%%
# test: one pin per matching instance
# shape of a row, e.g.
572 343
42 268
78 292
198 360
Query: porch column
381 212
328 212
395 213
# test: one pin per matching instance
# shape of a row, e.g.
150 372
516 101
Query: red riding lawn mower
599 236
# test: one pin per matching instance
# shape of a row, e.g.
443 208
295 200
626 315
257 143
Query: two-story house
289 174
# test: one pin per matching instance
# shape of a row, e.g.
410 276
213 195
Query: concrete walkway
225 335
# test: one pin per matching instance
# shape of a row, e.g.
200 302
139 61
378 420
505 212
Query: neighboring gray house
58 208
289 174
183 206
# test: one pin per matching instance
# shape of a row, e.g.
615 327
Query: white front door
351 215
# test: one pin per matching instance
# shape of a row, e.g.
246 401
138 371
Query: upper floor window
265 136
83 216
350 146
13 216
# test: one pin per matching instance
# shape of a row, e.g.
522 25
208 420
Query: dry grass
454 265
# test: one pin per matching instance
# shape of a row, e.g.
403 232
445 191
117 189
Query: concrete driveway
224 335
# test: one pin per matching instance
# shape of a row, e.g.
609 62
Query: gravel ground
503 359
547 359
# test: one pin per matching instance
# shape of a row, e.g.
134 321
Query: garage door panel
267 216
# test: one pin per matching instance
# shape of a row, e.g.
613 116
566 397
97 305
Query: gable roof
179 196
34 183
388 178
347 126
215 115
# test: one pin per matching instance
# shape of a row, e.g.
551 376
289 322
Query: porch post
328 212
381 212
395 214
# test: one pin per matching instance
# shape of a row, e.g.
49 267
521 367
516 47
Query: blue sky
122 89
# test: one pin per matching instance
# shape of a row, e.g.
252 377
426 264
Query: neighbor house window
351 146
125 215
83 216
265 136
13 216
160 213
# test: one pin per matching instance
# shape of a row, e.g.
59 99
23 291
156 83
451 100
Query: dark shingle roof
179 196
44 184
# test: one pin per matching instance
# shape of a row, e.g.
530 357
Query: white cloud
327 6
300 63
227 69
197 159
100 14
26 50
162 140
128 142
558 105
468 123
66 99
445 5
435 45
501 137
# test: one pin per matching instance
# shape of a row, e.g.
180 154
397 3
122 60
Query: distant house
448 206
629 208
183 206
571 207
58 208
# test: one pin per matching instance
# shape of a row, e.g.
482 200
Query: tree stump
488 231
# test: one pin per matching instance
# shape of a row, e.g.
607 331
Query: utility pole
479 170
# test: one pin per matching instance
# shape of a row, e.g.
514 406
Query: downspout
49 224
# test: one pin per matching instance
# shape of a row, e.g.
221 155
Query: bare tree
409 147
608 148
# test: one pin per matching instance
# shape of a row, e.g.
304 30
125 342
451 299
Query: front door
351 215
%%
> Exercise directions: Repeat the data exactly as it was given above.

> Exercise answer:
# test: one pin per matching instance
# shape of a row, e.g.
572 343
42 268
78 292
198 360
Query: porch column
381 212
328 212
395 213
# test: one pin per matching instance
# shape of a row, e.g.
150 372
516 101
Query: red riding lawn mower
599 236
# test: one pin per matching instance
# shape of a row, e.g.
443 208
295 200
626 315
257 143
Query: two-story house
289 174
# test: one pin per matching instance
# shape of a row, e.g.
410 276
213 195
Query: concrete walkway
225 335
# test: one pin per matching instance
# shape of a row, e.g.
200 302
139 61
378 420
505 212
Query: neighboring gray house
58 208
289 174
183 206
# test: one pin per matching instance
# shape of a row, e.g.
615 327
Query: white front door
351 215
# test: one pin per matching instance
# shape of a row, e.g.
246 401
138 371
Query: upper floor window
265 136
83 216
350 146
13 216
# test: one pin per matching instance
# shape of a row, e.g.
522 25
208 420
Query: dry grass
454 265
# test: one pin per matching instance
# shape of a row, e.g.
403 232
445 191
117 189
Query: concrete driveway
224 335
# test: one pin per matching instance
# shape of a row, e.g.
609 62
Query: gravel ground
503 359
547 359
# test: one pin per matching instance
# shape of a row, e.g.
134 321
Query: garage door panel
267 216
# test: one pin per matching instance
# shape of a row, e.g.
613 116
566 397
97 305
Query: gable roof
179 196
34 183
388 178
347 126
215 115
# test: one pin per matching instance
# shape of a row, e.g.
551 376
289 322
Query: porch post
328 212
381 212
395 214
# test: one pin per matching instance
# shape of a row, e.g.
49 267
521 367
516 47
Query: blue sky
122 89
# test: one pin per matching instance
# shape of a row, e.g.
252 377
426 264
Query: neighbor house window
351 146
125 215
83 216
265 136
13 216
160 213
# test: one pin per matching instance
# shape of a row, e.g.
59 99
23 291
156 83
451 100
Query: dark shingle roof
179 196
44 184
# test: one pin per matching instance
# shape of a row, e.g.
530 357
Query: white cloud
327 6
300 63
227 69
197 159
100 14
26 50
162 140
128 142
558 105
468 123
66 99
445 5
435 45
501 137
# test: one pin per matching instance
# shape of a row, e.g.
180 154
397 3
122 60
Query: distant house
448 206
629 208
183 206
571 207
58 208
# test: one pin per matching instance
# shape of a row, e.g.
482 200
Query: tree stump
488 231
# test: one pin per matching instance
# shape of a row, e.g.
607 331
Query: utility pole
479 170
# test: one pin per matching instance
# shape of a row, e.g.
514 406
Query: downspout
49 224
# test: one pin per matching instance
# shape of a row, e.g.
221 155
Query: bare tree
409 147
608 148
# test: one pin per matching instance
# shape of a row, e.g.
304 30
125 342
451 299
Query: front door
351 215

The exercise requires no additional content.